Page extract:
## START

These families get made and unmade. They're extended and they contract. But it's natural for families to eat together, so when someone gets a little extra money, there's a barbecue in the park. The problem is keeping the riffraff out. This can be tricky for homeless people on public property.
In the public's eyes, these family members are the riffraff. Society's reflexive disdain puts homeless people at a disadvantage when dealing with society at large. This disadvantage is enshrined in law, because by definition a homeless person is trespassing.
Also, people in general seem afraid of the homeless. This vague fear causes continuing indignation and hurt feelings, especially among homeless women.
There's one significant exception to this fear. Invading a homeless person's privacy seems to come naturally to many people. Homeless people may actually need more privacy than non-homeless people. It's a stressful life and takes time to digest.
Homeless people have the same right to privacy as anyone else. But many times you'd never know it, because people ask them the damnedest questions. Reporters are the worst, the homeless people say.

## END

Data supplied:
## START

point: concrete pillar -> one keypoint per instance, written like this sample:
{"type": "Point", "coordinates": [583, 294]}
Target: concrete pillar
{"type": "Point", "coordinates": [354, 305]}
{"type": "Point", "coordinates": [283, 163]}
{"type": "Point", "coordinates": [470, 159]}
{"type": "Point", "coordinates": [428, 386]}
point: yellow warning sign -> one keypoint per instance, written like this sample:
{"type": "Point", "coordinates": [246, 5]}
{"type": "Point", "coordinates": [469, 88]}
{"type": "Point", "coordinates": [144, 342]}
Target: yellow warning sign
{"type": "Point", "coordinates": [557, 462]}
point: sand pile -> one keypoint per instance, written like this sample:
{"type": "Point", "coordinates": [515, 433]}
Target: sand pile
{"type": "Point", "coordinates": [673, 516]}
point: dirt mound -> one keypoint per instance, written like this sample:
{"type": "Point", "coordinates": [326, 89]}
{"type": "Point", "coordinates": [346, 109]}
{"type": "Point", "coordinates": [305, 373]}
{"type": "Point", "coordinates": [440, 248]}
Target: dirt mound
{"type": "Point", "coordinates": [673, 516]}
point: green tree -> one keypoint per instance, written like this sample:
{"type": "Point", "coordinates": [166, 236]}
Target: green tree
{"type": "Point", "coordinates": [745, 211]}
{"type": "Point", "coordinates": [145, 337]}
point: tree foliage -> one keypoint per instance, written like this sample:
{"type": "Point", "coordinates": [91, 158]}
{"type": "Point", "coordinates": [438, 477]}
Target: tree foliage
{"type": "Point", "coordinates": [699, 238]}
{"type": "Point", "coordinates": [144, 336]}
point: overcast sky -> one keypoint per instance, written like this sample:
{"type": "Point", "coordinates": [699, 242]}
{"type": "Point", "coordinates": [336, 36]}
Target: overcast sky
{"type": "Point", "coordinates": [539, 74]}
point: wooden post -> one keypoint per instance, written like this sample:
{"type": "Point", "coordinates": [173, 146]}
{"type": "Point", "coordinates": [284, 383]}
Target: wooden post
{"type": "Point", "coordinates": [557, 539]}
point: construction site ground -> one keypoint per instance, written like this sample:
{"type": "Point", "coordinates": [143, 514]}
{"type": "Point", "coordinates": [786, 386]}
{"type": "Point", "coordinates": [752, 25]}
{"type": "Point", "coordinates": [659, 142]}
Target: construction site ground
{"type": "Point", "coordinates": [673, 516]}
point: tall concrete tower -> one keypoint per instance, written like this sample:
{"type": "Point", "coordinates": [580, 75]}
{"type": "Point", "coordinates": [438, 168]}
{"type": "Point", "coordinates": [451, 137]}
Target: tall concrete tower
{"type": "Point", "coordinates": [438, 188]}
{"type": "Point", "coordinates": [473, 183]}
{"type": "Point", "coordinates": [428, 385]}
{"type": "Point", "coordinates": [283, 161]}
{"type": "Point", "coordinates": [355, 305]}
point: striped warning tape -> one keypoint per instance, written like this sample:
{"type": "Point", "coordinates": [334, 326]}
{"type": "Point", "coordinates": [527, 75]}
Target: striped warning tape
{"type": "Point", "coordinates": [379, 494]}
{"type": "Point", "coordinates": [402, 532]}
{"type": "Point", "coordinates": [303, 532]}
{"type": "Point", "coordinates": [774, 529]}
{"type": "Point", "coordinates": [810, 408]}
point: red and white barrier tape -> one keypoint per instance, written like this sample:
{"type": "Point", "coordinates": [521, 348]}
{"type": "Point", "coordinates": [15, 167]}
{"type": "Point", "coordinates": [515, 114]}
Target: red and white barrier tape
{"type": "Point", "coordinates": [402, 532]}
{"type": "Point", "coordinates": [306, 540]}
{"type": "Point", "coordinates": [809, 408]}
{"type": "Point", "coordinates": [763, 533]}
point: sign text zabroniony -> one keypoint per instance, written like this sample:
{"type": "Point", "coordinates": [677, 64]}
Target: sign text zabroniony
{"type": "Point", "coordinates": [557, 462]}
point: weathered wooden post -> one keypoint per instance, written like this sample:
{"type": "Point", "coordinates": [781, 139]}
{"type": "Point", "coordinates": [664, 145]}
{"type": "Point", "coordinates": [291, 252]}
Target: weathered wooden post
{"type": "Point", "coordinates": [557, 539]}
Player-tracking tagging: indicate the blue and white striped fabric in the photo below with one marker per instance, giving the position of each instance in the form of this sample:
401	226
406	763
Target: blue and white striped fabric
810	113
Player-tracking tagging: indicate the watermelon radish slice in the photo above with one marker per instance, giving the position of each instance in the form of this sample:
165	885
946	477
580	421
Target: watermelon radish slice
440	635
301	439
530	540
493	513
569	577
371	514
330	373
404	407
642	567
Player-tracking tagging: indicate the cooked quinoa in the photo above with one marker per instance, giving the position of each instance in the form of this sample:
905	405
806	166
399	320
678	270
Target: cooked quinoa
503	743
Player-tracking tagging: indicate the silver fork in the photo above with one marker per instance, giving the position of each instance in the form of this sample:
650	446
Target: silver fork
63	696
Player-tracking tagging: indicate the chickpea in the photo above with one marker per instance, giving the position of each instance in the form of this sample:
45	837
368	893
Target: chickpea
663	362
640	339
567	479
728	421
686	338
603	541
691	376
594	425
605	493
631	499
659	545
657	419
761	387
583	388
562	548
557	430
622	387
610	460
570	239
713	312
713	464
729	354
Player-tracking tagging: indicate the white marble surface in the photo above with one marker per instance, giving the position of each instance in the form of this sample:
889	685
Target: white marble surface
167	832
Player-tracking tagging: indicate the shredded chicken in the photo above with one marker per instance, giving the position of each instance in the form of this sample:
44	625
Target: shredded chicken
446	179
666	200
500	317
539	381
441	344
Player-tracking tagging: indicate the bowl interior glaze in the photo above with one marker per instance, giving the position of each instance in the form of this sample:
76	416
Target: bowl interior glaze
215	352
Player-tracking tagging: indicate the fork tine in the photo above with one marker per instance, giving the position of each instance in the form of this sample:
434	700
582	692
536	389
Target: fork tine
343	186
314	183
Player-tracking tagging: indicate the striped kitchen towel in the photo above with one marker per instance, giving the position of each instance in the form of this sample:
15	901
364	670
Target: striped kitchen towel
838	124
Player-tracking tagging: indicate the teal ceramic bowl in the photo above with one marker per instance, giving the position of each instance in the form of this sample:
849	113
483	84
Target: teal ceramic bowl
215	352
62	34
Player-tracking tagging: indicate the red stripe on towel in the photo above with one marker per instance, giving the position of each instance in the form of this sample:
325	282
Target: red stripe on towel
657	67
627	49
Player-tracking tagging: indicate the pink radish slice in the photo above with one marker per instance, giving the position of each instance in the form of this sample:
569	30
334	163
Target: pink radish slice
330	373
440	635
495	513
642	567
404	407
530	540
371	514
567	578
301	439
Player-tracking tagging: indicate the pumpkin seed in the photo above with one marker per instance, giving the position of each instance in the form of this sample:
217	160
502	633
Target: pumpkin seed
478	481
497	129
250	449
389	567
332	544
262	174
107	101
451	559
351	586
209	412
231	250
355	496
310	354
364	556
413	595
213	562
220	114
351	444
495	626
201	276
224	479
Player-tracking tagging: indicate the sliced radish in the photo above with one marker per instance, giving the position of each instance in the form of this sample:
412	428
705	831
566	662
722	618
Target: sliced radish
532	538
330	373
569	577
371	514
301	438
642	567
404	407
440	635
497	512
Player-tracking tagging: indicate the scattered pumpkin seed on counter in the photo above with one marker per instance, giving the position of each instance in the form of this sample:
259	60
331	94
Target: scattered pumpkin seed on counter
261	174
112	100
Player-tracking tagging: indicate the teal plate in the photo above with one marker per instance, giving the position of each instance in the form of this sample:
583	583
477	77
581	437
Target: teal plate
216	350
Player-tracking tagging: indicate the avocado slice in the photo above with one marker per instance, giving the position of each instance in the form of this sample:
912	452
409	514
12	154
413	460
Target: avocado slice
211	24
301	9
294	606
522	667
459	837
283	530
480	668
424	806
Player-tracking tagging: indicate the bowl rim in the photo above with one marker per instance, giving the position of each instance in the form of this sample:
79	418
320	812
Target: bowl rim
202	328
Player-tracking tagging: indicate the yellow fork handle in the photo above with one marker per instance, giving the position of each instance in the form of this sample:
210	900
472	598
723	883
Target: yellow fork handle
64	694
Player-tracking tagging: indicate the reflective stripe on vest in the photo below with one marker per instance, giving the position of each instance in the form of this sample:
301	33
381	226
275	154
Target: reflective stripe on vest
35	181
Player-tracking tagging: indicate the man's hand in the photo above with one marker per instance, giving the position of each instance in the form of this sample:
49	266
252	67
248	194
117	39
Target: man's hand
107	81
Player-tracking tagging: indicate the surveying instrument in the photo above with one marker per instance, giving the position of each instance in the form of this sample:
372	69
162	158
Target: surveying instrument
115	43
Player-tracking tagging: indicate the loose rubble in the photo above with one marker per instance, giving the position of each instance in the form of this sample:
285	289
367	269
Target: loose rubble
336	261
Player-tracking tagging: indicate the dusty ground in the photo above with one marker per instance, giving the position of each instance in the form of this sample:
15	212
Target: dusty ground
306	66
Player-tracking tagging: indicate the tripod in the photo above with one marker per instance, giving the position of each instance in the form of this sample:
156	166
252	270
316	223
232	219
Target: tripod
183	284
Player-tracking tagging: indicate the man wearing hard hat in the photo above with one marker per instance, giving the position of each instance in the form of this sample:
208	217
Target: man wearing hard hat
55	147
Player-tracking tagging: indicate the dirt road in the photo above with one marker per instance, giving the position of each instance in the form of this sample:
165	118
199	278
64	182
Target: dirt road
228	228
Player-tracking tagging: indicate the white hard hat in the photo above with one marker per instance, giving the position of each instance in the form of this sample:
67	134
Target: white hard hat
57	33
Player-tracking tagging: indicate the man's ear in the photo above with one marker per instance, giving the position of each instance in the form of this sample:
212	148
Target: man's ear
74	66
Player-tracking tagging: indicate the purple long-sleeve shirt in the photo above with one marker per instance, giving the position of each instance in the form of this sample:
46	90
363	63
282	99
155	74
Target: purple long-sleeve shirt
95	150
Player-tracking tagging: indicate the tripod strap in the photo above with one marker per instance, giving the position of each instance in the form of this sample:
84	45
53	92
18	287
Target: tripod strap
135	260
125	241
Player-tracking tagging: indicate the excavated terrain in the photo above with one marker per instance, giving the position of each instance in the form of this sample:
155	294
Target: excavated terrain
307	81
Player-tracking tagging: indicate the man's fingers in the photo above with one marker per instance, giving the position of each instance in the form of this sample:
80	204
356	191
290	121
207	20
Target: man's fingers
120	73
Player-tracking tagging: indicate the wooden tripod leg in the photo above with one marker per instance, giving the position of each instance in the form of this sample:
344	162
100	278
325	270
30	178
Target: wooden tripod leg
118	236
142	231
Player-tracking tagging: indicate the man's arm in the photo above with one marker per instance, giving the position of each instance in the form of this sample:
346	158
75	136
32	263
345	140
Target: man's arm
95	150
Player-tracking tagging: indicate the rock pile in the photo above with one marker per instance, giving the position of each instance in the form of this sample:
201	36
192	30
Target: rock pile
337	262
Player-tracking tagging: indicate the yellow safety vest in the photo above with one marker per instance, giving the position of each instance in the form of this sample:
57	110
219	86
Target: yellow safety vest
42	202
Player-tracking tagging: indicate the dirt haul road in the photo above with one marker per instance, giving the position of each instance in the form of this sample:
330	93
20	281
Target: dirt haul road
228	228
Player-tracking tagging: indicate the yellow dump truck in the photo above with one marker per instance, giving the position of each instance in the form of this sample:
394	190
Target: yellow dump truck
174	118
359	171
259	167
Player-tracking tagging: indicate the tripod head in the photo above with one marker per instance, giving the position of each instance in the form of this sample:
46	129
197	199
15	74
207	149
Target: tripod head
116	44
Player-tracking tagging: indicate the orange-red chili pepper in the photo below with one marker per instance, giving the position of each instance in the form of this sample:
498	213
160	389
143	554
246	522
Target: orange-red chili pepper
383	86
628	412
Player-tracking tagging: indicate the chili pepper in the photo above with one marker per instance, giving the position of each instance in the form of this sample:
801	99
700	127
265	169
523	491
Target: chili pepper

## END

Aim of the task: Rewrite the passage about homeless people from "In the public's" to "person is trespassing.", replacing "reflexive disdain" with "automatic contempt".

Solution:
In the public's eyes, these family members are the riffraff. Society's automatic contempt puts homeless people at a disadvantage when dealing with society at large. This disadvantage is enshrined in law, because by definition a homeless person is trespassing.